**Stored data**
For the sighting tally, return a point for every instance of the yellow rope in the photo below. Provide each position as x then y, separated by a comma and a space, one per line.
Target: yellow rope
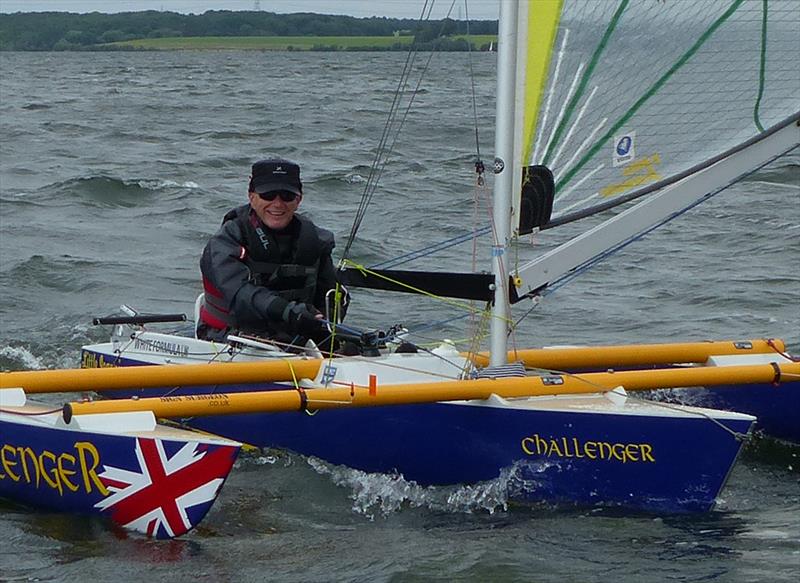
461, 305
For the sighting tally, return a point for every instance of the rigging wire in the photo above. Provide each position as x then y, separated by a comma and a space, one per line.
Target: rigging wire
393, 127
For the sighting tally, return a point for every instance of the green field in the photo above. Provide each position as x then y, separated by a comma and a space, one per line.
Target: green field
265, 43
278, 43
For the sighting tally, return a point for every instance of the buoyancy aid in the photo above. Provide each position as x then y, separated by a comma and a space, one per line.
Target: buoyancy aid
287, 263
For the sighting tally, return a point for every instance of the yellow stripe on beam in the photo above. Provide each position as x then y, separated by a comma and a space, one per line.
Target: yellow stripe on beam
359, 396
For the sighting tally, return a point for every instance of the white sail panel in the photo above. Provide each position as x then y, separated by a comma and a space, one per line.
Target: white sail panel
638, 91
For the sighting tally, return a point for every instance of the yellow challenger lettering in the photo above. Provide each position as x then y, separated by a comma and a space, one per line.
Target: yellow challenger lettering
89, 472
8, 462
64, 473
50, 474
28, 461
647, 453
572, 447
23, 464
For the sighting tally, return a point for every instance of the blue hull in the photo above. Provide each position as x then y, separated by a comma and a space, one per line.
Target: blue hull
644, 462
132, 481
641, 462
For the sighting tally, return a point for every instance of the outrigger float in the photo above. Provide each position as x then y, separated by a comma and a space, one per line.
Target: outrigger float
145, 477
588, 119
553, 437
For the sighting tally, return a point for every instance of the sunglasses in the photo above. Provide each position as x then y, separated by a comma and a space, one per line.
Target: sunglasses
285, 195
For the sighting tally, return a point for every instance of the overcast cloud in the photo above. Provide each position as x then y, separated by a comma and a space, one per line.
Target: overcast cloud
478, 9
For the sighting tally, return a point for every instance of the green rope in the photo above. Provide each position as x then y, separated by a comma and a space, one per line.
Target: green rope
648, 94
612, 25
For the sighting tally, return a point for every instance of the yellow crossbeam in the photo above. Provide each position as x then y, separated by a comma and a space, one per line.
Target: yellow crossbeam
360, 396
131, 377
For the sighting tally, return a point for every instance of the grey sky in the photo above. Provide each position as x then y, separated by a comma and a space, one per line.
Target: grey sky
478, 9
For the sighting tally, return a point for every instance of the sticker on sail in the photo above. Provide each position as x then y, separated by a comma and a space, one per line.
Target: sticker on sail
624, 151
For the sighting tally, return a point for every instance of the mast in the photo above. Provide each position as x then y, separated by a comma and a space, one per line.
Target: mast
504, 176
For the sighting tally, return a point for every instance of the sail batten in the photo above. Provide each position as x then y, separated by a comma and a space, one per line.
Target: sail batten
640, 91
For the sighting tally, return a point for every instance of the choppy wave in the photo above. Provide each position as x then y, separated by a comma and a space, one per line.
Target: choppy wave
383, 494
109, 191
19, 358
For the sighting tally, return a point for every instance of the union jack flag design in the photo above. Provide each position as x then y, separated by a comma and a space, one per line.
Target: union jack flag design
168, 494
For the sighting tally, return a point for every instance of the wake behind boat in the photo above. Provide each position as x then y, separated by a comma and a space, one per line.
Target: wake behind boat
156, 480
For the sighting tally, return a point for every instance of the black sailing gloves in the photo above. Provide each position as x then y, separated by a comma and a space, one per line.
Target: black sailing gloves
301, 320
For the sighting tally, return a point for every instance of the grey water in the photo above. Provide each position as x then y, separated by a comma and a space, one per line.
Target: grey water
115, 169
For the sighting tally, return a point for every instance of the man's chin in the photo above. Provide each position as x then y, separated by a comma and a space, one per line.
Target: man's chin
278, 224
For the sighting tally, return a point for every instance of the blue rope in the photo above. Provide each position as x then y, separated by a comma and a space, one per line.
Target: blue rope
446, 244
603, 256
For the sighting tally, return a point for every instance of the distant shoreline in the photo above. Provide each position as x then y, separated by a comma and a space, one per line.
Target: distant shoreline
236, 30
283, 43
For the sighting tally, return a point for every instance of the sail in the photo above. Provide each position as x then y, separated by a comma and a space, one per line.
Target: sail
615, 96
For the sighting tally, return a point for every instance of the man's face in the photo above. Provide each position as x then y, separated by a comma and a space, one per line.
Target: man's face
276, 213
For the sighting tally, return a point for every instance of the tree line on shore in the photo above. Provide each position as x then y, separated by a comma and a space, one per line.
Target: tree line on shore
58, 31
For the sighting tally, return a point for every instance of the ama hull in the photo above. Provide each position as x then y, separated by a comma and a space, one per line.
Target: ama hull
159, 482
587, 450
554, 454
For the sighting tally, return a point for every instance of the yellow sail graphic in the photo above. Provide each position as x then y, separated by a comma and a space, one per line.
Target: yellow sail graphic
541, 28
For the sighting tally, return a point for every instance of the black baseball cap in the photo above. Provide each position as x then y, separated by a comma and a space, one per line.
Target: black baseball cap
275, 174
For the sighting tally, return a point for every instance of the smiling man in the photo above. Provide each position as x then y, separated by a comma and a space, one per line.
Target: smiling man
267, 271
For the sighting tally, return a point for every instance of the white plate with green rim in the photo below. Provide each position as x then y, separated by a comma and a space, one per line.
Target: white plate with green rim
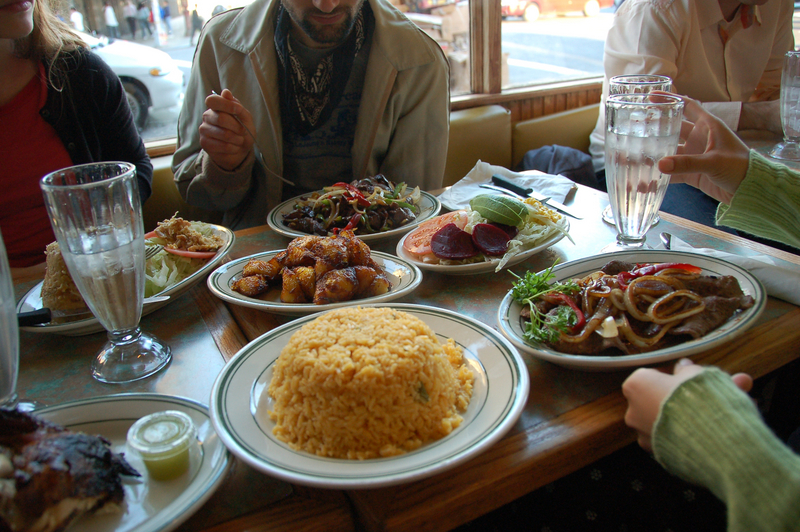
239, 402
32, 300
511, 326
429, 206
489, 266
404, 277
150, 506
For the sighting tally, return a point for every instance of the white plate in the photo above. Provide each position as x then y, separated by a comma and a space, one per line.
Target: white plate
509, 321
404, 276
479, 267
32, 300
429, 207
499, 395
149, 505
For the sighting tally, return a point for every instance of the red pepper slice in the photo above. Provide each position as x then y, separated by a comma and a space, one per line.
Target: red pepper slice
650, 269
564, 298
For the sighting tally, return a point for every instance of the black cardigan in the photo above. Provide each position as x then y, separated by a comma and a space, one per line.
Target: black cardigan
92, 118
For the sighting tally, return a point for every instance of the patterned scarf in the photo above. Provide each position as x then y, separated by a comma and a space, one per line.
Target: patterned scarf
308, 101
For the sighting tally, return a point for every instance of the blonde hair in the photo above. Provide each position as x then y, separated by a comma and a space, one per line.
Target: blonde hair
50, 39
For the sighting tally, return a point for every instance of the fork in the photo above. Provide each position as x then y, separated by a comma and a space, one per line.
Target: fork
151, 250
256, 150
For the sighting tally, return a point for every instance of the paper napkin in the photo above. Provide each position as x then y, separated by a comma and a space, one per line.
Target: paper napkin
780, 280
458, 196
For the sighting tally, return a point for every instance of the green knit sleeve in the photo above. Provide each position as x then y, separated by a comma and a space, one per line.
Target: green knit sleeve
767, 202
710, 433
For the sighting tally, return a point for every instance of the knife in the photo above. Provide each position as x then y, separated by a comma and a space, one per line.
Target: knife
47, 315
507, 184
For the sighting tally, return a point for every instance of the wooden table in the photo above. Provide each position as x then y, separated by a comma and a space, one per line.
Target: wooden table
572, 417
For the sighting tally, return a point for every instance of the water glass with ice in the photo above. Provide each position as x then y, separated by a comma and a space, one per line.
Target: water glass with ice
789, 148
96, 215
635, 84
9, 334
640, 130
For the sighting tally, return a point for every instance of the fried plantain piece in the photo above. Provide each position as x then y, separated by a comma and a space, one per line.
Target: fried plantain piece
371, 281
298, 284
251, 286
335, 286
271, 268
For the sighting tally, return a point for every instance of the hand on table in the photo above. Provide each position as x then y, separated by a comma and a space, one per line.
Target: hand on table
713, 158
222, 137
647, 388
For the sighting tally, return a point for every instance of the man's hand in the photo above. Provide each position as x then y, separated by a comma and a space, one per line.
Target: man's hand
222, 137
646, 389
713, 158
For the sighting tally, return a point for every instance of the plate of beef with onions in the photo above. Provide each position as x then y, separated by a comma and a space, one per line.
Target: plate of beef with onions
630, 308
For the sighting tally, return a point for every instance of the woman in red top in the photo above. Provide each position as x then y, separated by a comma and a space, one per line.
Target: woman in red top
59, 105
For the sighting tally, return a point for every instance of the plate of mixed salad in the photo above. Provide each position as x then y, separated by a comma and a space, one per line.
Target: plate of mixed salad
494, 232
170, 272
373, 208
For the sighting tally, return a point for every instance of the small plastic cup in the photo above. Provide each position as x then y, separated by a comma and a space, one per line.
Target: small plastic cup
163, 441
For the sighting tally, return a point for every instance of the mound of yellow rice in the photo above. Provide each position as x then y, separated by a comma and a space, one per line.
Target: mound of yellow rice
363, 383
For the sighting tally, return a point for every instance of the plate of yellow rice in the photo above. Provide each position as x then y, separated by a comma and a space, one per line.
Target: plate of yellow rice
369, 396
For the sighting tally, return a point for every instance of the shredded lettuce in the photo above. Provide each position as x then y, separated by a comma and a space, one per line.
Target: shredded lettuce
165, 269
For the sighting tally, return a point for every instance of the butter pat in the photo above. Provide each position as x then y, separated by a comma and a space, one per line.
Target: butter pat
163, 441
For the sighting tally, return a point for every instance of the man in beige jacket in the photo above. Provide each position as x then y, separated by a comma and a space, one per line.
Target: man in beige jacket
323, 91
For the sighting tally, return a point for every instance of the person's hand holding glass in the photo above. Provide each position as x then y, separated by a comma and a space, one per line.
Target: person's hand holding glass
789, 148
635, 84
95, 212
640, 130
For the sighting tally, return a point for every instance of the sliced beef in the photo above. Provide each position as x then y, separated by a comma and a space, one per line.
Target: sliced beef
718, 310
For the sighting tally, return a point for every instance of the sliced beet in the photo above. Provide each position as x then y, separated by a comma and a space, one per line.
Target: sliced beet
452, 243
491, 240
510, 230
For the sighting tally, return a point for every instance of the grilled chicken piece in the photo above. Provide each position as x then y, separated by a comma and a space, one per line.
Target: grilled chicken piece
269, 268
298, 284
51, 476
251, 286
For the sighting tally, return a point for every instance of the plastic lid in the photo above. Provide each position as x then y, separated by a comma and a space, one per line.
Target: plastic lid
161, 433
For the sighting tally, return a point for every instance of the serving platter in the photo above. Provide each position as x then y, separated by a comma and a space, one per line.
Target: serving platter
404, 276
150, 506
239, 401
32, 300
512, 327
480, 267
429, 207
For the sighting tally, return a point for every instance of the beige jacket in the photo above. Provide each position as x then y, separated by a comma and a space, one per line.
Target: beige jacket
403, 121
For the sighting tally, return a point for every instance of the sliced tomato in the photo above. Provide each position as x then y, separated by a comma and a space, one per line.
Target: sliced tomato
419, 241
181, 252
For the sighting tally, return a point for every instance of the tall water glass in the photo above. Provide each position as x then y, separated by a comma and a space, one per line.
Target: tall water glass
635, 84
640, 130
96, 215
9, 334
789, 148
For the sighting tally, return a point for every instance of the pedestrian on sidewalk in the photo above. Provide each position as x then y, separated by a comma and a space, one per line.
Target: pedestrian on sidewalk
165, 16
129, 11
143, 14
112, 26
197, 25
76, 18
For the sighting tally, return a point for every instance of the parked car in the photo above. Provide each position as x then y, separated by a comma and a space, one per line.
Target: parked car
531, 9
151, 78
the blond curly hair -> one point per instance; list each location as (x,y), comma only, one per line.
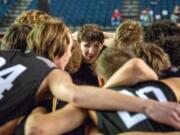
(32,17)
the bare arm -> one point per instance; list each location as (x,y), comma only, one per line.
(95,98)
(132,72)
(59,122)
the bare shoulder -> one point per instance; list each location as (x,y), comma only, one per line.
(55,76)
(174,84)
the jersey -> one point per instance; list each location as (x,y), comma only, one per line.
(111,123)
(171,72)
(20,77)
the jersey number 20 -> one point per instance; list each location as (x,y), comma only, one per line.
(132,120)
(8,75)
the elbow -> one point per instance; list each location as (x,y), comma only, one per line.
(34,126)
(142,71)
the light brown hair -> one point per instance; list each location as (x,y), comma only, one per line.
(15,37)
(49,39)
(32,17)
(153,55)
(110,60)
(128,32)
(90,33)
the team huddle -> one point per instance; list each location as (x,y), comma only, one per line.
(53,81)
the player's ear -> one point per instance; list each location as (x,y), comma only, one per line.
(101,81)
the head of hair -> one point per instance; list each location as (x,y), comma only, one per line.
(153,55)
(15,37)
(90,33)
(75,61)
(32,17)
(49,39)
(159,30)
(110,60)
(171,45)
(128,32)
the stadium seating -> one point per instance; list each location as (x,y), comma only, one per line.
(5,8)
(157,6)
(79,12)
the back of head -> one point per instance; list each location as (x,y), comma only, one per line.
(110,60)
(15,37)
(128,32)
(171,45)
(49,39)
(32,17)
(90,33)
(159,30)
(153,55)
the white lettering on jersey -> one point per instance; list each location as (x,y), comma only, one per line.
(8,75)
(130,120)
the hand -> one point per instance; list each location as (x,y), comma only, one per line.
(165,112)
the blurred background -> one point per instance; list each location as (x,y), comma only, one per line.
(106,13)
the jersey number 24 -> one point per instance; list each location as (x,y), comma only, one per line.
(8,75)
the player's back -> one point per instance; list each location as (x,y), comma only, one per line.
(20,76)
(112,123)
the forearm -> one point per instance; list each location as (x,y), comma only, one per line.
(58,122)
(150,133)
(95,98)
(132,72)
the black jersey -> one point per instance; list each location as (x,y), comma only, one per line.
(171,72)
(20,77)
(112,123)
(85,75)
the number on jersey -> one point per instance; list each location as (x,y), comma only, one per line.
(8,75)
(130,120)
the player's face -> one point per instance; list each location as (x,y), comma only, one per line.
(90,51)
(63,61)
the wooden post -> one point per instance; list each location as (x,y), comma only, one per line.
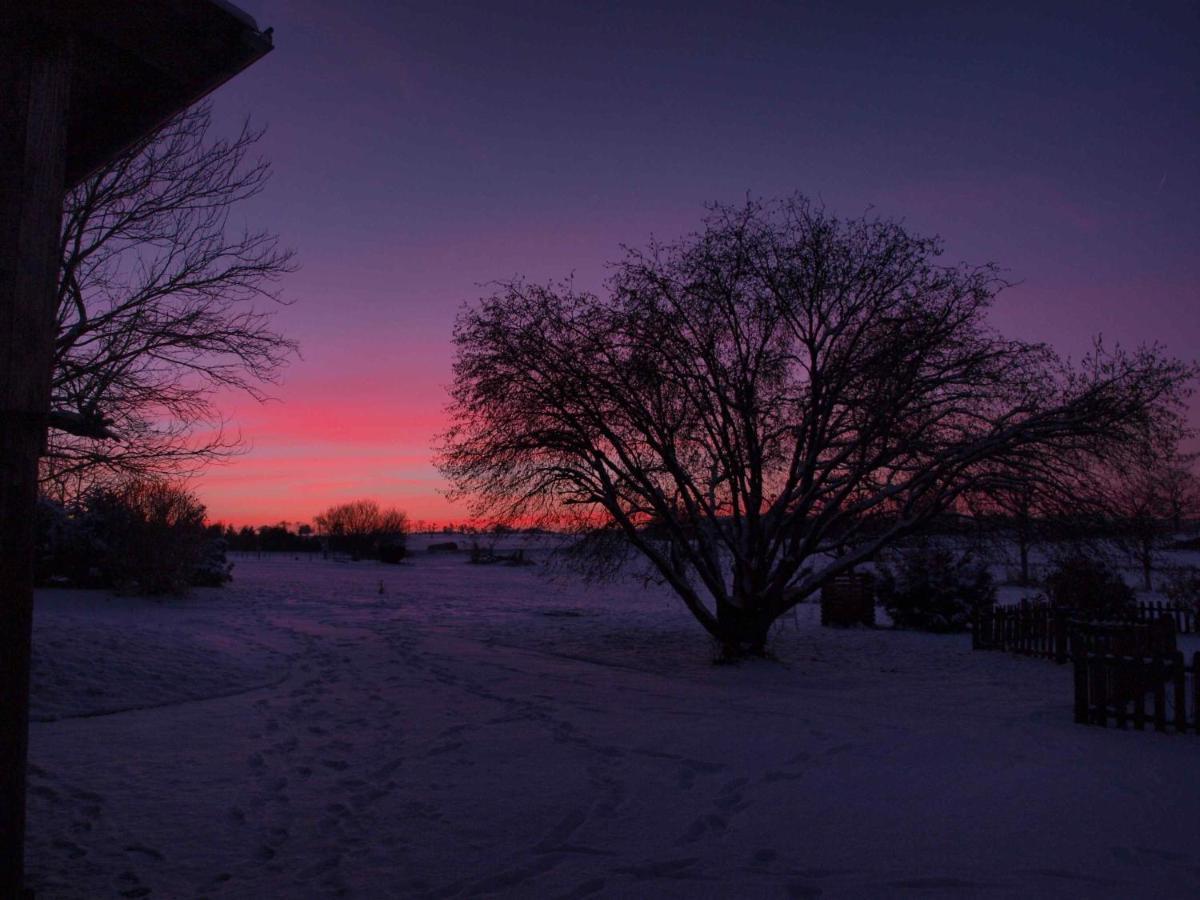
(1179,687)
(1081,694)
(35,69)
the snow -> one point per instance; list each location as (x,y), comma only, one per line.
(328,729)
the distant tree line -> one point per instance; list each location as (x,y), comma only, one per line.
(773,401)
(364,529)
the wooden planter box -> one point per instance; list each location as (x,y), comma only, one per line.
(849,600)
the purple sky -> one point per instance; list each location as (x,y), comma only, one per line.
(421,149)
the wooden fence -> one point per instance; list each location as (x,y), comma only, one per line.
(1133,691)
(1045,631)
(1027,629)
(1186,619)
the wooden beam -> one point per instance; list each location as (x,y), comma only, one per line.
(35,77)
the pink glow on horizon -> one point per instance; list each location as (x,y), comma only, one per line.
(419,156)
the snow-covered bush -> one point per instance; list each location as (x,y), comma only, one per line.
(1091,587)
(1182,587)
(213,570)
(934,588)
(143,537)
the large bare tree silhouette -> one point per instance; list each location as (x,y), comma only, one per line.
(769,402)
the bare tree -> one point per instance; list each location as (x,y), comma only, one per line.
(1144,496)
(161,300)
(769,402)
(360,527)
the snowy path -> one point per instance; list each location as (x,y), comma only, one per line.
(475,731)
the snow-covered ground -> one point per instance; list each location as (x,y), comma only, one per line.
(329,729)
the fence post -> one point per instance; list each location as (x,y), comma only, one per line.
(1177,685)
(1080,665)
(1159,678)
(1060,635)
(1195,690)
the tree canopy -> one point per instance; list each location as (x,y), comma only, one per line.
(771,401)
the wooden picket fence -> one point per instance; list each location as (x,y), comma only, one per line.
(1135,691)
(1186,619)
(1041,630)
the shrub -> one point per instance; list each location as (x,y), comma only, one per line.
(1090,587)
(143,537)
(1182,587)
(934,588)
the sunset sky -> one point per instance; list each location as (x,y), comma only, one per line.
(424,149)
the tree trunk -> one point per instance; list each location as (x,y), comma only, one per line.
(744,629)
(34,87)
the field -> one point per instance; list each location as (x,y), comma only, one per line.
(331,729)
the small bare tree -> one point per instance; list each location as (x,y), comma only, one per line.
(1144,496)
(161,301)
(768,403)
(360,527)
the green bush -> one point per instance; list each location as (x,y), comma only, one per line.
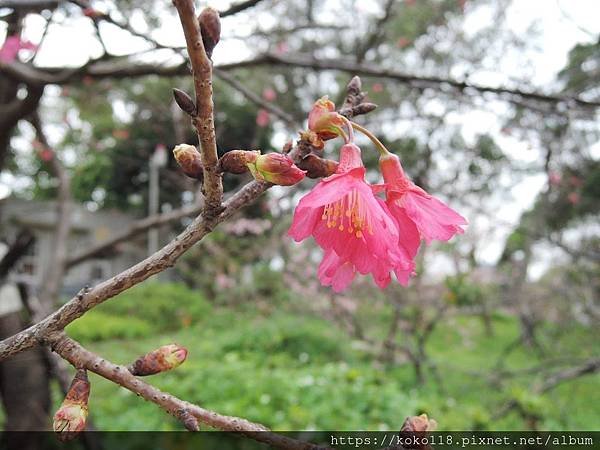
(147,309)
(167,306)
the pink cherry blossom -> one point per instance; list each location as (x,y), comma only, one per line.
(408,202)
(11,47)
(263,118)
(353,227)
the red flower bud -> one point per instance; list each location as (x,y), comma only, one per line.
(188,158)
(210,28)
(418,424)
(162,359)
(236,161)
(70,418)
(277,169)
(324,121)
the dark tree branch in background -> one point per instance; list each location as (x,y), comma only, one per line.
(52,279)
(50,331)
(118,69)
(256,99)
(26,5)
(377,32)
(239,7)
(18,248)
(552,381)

**Assignment**
Please find each line in the records above that holds the word "below", and copy it.

**Finished exercise**
For the sighting tally, return a point for every instance of the yellow rope in the photo below. Provide each position as x then y, separated by a comma and a space, one per line.
For the sighting tally, return a point for every instance of the white plate with green rim in the photo below. Provide each position as x then y, separated by a comma and a space, one per line.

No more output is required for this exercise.